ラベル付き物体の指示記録
==============================
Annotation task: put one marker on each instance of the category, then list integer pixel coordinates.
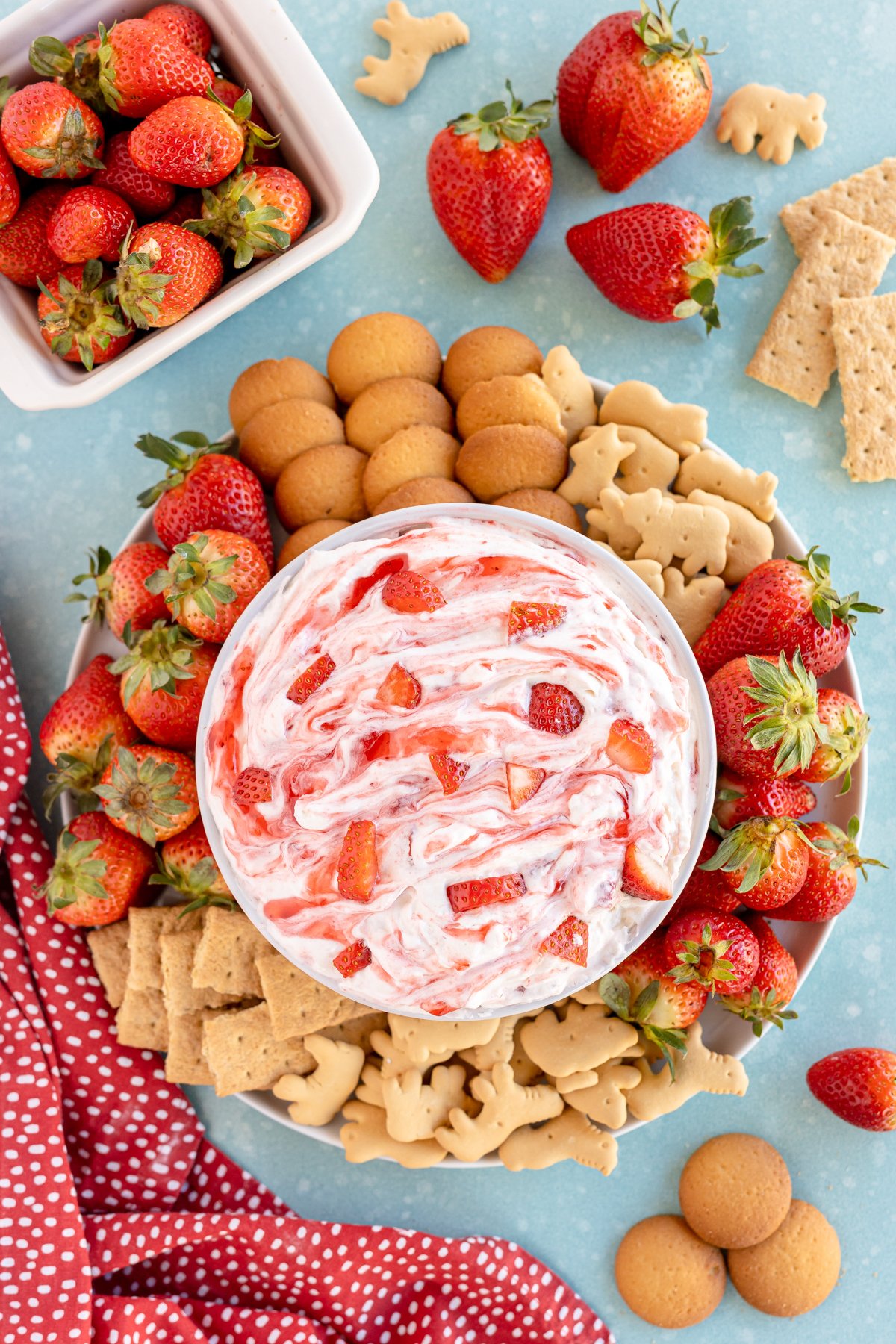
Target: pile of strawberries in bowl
(132, 175)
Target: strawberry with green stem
(149, 792)
(662, 262)
(489, 178)
(164, 675)
(49, 132)
(80, 319)
(80, 732)
(205, 487)
(640, 991)
(774, 986)
(99, 874)
(255, 213)
(832, 877)
(119, 588)
(208, 582)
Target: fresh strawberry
(356, 867)
(10, 190)
(847, 729)
(484, 892)
(89, 222)
(644, 878)
(210, 581)
(81, 730)
(524, 783)
(832, 877)
(489, 176)
(164, 273)
(632, 93)
(410, 591)
(180, 22)
(49, 132)
(774, 987)
(662, 262)
(26, 257)
(641, 992)
(196, 141)
(554, 709)
(766, 715)
(120, 588)
(739, 800)
(783, 606)
(164, 675)
(99, 874)
(859, 1085)
(352, 959)
(570, 940)
(187, 865)
(80, 319)
(707, 890)
(765, 860)
(311, 679)
(630, 746)
(529, 618)
(714, 949)
(280, 214)
(205, 487)
(147, 195)
(399, 688)
(149, 792)
(449, 772)
(252, 786)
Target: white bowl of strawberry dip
(441, 754)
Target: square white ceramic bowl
(320, 141)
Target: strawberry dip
(450, 769)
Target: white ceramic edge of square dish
(320, 141)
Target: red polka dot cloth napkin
(120, 1222)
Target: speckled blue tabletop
(69, 482)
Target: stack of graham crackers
(207, 989)
(828, 319)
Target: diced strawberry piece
(484, 892)
(352, 959)
(629, 746)
(570, 941)
(399, 688)
(311, 679)
(356, 867)
(642, 877)
(449, 772)
(524, 783)
(534, 618)
(410, 591)
(252, 786)
(554, 709)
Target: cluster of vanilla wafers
(536, 1089)
(830, 319)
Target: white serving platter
(723, 1031)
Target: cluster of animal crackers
(830, 319)
(741, 1222)
(393, 425)
(231, 1012)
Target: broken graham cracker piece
(226, 954)
(111, 959)
(868, 196)
(864, 334)
(243, 1055)
(844, 260)
(299, 1006)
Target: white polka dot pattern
(121, 1223)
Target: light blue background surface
(69, 482)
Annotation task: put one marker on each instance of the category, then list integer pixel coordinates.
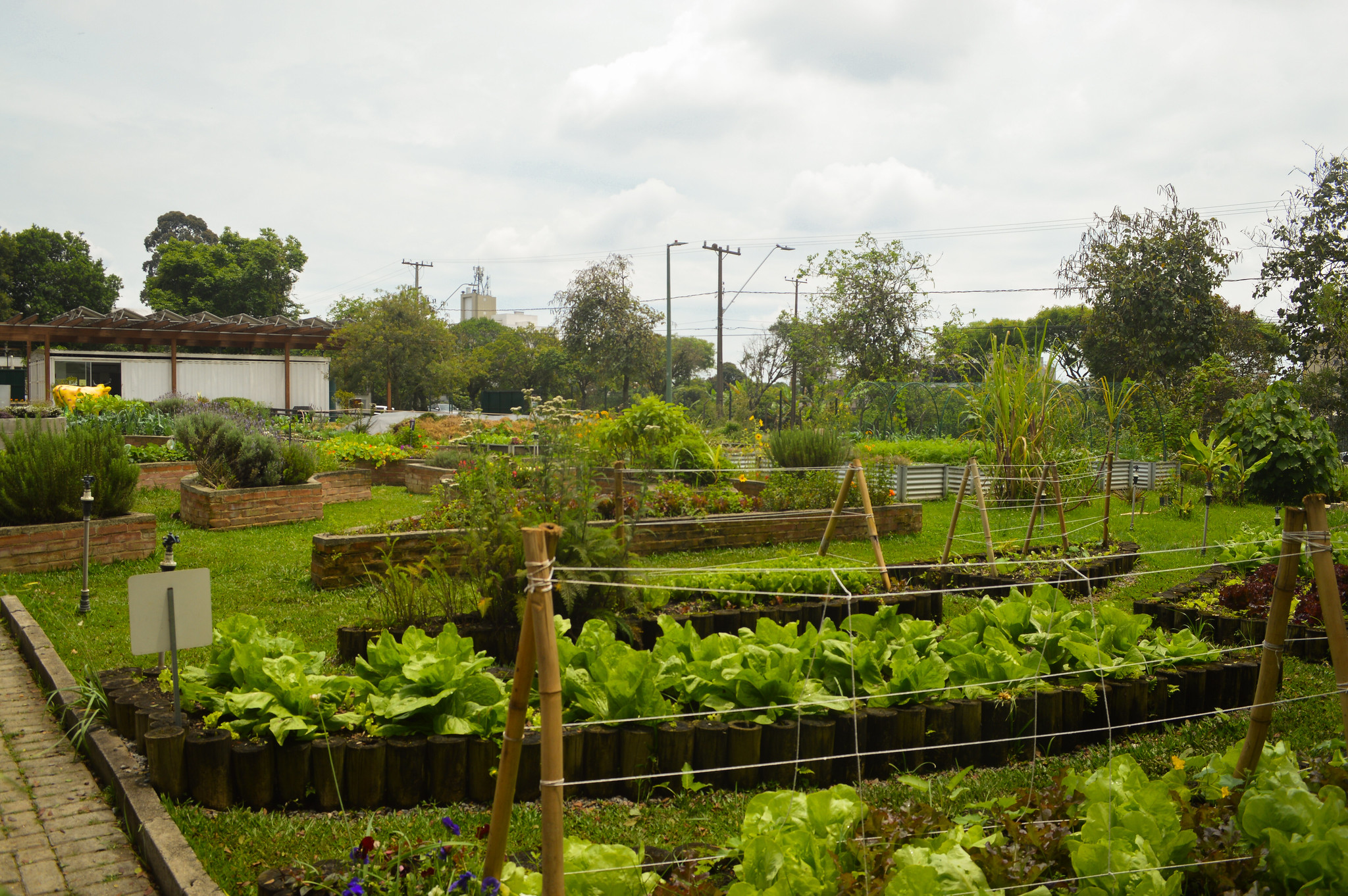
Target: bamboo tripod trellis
(537, 647)
(971, 474)
(855, 472)
(1296, 522)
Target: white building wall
(259, 378)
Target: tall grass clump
(1014, 407)
(41, 474)
(808, 448)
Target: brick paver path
(59, 834)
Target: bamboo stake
(509, 768)
(1327, 584)
(955, 515)
(1057, 493)
(1108, 488)
(1034, 511)
(618, 501)
(983, 511)
(540, 549)
(837, 510)
(869, 523)
(1276, 635)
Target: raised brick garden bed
(391, 473)
(239, 509)
(165, 474)
(423, 479)
(346, 485)
(346, 559)
(30, 549)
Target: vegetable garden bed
(1230, 608)
(342, 559)
(239, 509)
==============================
課題
上の記録をすべて、「Target」を「Object」に変え、ほかは元のままにして書き直しなさい。画像は解答から除くこと。

課題の出力
Annotation task: put one marker on each instance of the category, then list integer pixel coordinates.
Object: pile of strawberries in bowl
(132, 175)
Object: strawberry with green stem
(149, 792)
(662, 262)
(489, 178)
(164, 675)
(49, 132)
(80, 319)
(80, 732)
(205, 487)
(640, 991)
(774, 986)
(99, 874)
(255, 213)
(832, 877)
(119, 588)
(208, 582)
Object: fresh strawberry
(356, 867)
(10, 190)
(847, 729)
(484, 892)
(89, 222)
(644, 878)
(210, 581)
(81, 730)
(524, 783)
(832, 877)
(489, 176)
(164, 273)
(632, 93)
(410, 591)
(180, 22)
(49, 132)
(774, 987)
(662, 262)
(26, 257)
(641, 992)
(196, 141)
(554, 709)
(766, 715)
(120, 588)
(739, 800)
(783, 606)
(164, 675)
(99, 874)
(859, 1085)
(352, 959)
(570, 940)
(187, 865)
(80, 319)
(707, 890)
(765, 860)
(311, 679)
(630, 746)
(529, 618)
(714, 949)
(280, 214)
(205, 487)
(147, 195)
(399, 688)
(149, 792)
(449, 772)
(252, 786)
Object: white bowl of strawberry dip
(441, 754)
Object: square white ceramic bowl
(320, 141)
Object: strawberry dip
(450, 769)
Object: white ceramic edge of square dish
(320, 141)
Object: red polka dot cloth napkin
(120, 1222)
Object: speckled blue tabletop
(69, 482)
Object: stack of graham crackers
(207, 989)
(828, 319)
Object: diced strawberry piece
(484, 892)
(352, 959)
(629, 746)
(570, 941)
(399, 688)
(311, 679)
(356, 867)
(642, 877)
(449, 772)
(524, 783)
(534, 618)
(410, 591)
(252, 786)
(554, 709)
Object: cluster of vanilla wafers
(536, 1089)
(830, 319)
Object: white serving platter
(723, 1031)
Object: cluster of animal crackers
(830, 319)
(741, 1222)
(393, 425)
(231, 1012)
Object: broken graham cracker piece
(226, 954)
(111, 959)
(868, 196)
(864, 334)
(243, 1055)
(844, 260)
(299, 1006)
Object: white polka dot pattern
(121, 1223)
Object: light blue background surface
(69, 482)
Annotation task: put one marker on each instance of the category, then list integer pixel coordinates.
Object: bamboo tripod trellis
(537, 647)
(971, 474)
(855, 472)
(1296, 522)
Object: white building wall
(259, 378)
Object: tall grass clump
(1014, 407)
(41, 474)
(808, 448)
Object: brick paver path
(59, 834)
Object: bamboo stake
(509, 768)
(1327, 584)
(955, 515)
(1057, 493)
(1108, 488)
(1034, 511)
(618, 501)
(983, 511)
(540, 549)
(837, 510)
(869, 523)
(1276, 635)
Object: raised brick garden bed
(391, 473)
(239, 509)
(165, 474)
(423, 479)
(346, 485)
(346, 559)
(30, 549)
Object: vegetable garden bed
(1230, 608)
(342, 559)
(239, 509)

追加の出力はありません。